* _PASSAGE SHOWN_
★ ★ ★ ★ ★ ★ ★
Yes, if you’re feeling ever so slightly tired of how all of those clip-structured ‘sound collage’ nostalgia shows always seem to use the same well-known and relatively heavyweight archival footage to evoke the sociocultural ‘mood’ of Phil Cool drinking Citrus Spring, then here’s the alternative! Turning the approach of The Rock’n'Roll Years and Sounds Of The 20th Century upside down, the Talk About The Passion team are putting together a series of podcasts covering specific years, featuring half-forgotten mid-chart hits with clips from cult TV and radio shows, underachieving films, annoyingly inescapable adverts and other assorted (mostly puppet-driven) ephemera. In other words, the pop cultural past as YOU remember it. And probably Andrew Collins a bit too.

The first of these podcasts covers 1992, so if The Bouncer by Kicks Like A Mule, Zig & Zag interviewing East 17, and the difference between ‘Football’ and ‘Muggy Bonehead’ mean more to you than Shakespear’s Sister and the European Monetary Union, get ready for forty five minutes of Rob Newman-era past-remembering thrill-packed retro fun!

Talk About 1992 was put together by Ben Baker with Tim Worthington and Phil Catterall. And probably Andrew Collins a bit too. And if you like it, please say so somewhere as we’d like to do more of these but would equally like to be sure that people are listening and enjoying first…!
★ ★ ★ ★ ★ ★ ★
* _RECORDS PROVIDED_
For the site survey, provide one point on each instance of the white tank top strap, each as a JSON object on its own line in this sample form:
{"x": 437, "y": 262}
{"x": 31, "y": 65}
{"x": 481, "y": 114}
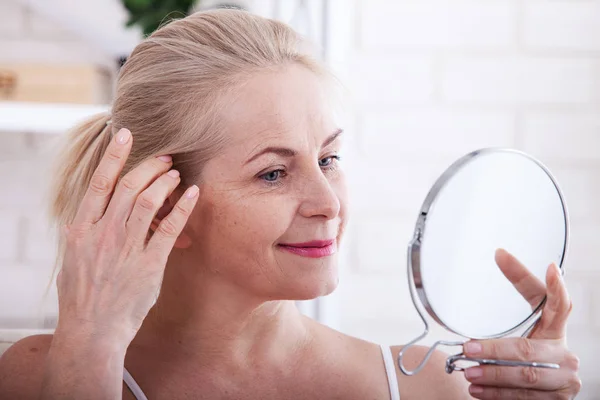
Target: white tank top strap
{"x": 133, "y": 386}
{"x": 390, "y": 370}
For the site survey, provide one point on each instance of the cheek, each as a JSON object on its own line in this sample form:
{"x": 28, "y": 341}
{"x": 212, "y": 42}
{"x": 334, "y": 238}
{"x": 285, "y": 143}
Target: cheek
{"x": 250, "y": 221}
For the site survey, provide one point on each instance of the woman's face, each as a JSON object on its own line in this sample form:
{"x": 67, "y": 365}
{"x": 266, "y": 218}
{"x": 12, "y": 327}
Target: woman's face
{"x": 277, "y": 184}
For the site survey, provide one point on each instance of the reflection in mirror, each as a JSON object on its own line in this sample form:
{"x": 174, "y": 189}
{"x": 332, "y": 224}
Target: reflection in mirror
{"x": 487, "y": 232}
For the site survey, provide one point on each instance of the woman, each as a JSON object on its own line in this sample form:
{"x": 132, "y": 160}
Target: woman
{"x": 231, "y": 201}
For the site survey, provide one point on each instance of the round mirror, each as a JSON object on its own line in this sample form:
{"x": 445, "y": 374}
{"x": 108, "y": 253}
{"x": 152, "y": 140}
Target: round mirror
{"x": 487, "y": 232}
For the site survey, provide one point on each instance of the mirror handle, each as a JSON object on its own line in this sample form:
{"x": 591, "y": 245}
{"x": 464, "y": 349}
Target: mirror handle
{"x": 451, "y": 366}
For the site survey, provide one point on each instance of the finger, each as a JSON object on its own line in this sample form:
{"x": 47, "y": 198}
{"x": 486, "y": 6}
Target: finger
{"x": 147, "y": 205}
{"x": 498, "y": 393}
{"x": 515, "y": 349}
{"x": 104, "y": 179}
{"x": 526, "y": 283}
{"x": 519, "y": 377}
{"x": 553, "y": 324}
{"x": 132, "y": 184}
{"x": 171, "y": 226}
★ ★ ★ ★ ★ ★ ★
* _WHAT TO WORK ON_
A. According to the passage, who put together Talk About 1992?
B. Gather every line of the rows that contains the string "face".

* _TASK-BY-TASK RESULTS_
A. Ben Baker, with Tim Worthington and Phil Catterall.

B.
For the site survey, provide one point on each instance of the woman's face, each as a JSON object on its own line in this sample form:
Target: woman's face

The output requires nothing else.